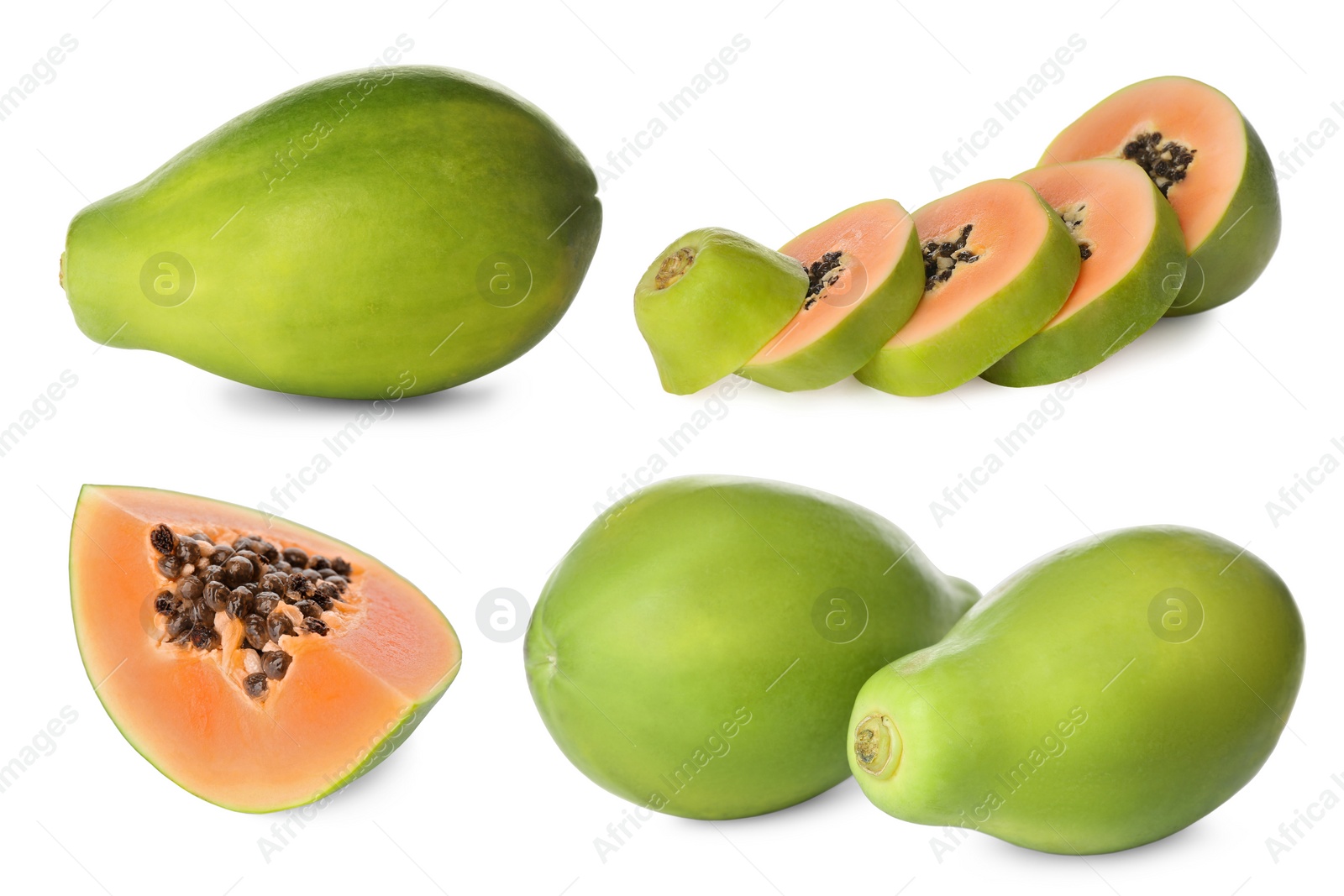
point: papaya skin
(691, 631)
(710, 301)
(1236, 251)
(1102, 698)
(373, 234)
(858, 338)
(1112, 320)
(995, 327)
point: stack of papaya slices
(1158, 202)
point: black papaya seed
(255, 631)
(279, 625)
(161, 539)
(275, 664)
(255, 685)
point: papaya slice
(999, 264)
(710, 301)
(1133, 262)
(259, 672)
(1207, 160)
(866, 277)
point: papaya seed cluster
(273, 591)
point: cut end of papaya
(255, 663)
(710, 301)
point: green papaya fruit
(373, 234)
(1105, 696)
(699, 647)
(710, 301)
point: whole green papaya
(373, 234)
(1102, 698)
(699, 647)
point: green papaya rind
(1110, 322)
(723, 297)
(690, 631)
(994, 328)
(858, 338)
(429, 228)
(1238, 250)
(1102, 698)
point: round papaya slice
(999, 264)
(1133, 261)
(1207, 160)
(864, 278)
(255, 663)
(710, 301)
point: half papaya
(259, 672)
(1207, 160)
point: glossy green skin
(1110, 322)
(1240, 248)
(347, 275)
(732, 300)
(680, 626)
(858, 338)
(1058, 716)
(990, 331)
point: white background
(1200, 422)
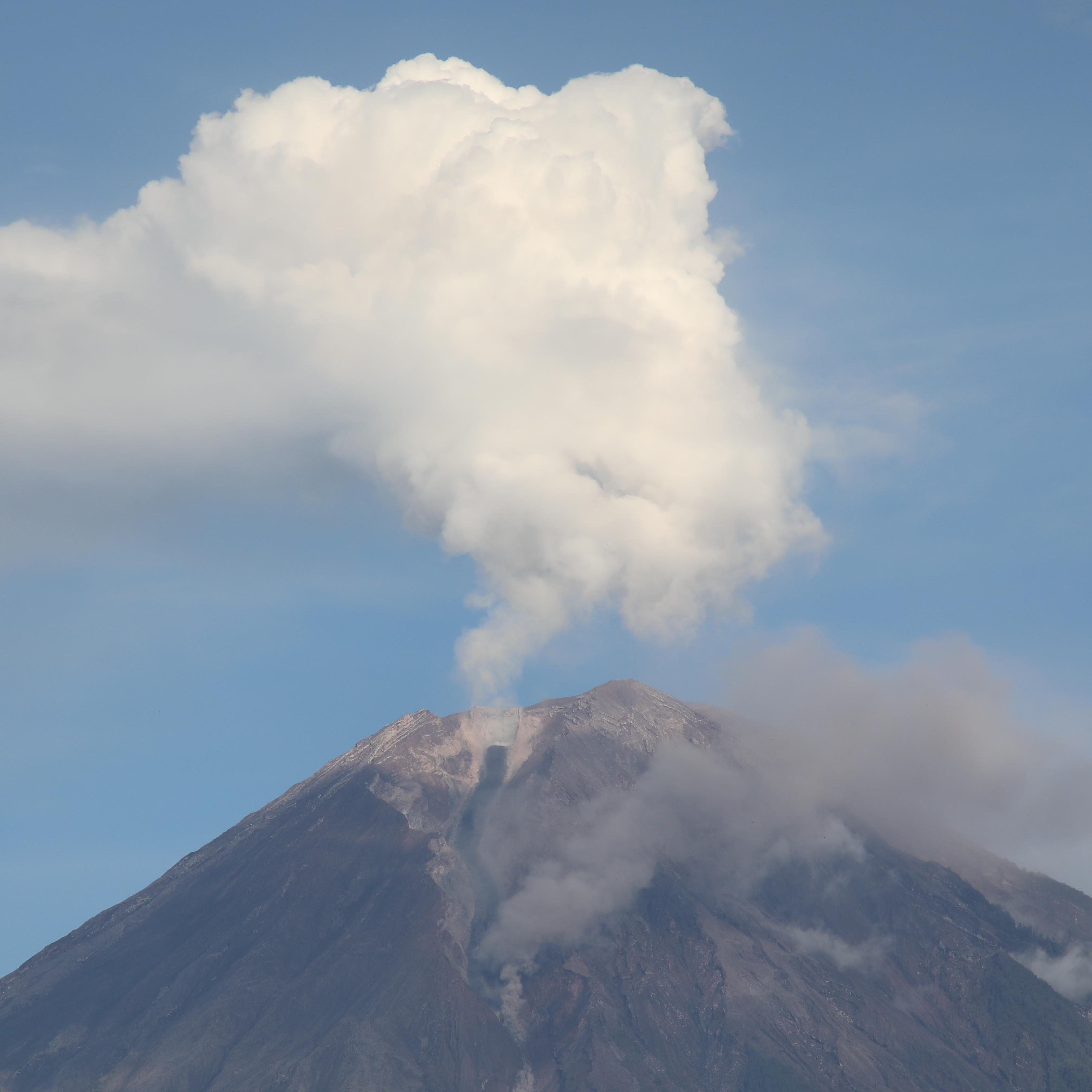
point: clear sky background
(911, 184)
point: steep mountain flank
(387, 925)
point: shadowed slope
(331, 942)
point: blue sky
(911, 187)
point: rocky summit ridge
(590, 895)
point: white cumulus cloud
(500, 304)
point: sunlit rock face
(602, 892)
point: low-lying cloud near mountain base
(928, 755)
(500, 304)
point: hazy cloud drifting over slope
(922, 753)
(500, 304)
(916, 749)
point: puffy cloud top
(500, 303)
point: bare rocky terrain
(351, 937)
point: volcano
(590, 895)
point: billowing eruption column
(500, 304)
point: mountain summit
(605, 892)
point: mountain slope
(388, 925)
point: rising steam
(500, 304)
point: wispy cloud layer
(500, 304)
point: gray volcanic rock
(351, 936)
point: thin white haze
(500, 304)
(926, 753)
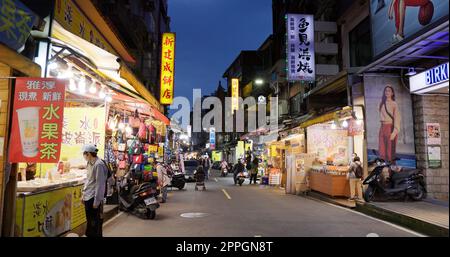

□ □ □ □

(What to do): Could you set down word for word each line from the one holding "point: white cumulus cloud" through the end of the material above, without any pictures?

(Answer space):
point: white cumulus cloud
(500, 304)
point: sunlit rock face
(602, 892)
point: low-lying cloud near mountain base
(928, 755)
(500, 304)
point: hazy cloud drifting over slope
(922, 753)
(500, 304)
(916, 749)
point: puffy cloud top
(500, 303)
point: bare rocky terrain
(351, 937)
point: volcano
(590, 895)
point: billowing eruption column
(500, 304)
point: mountain summit
(605, 892)
point: mountain slope
(388, 925)
point: rising steam
(500, 304)
point: wispy cloud layer
(500, 304)
point: gray volcanic rock
(351, 936)
point: thin white haze
(500, 304)
(926, 753)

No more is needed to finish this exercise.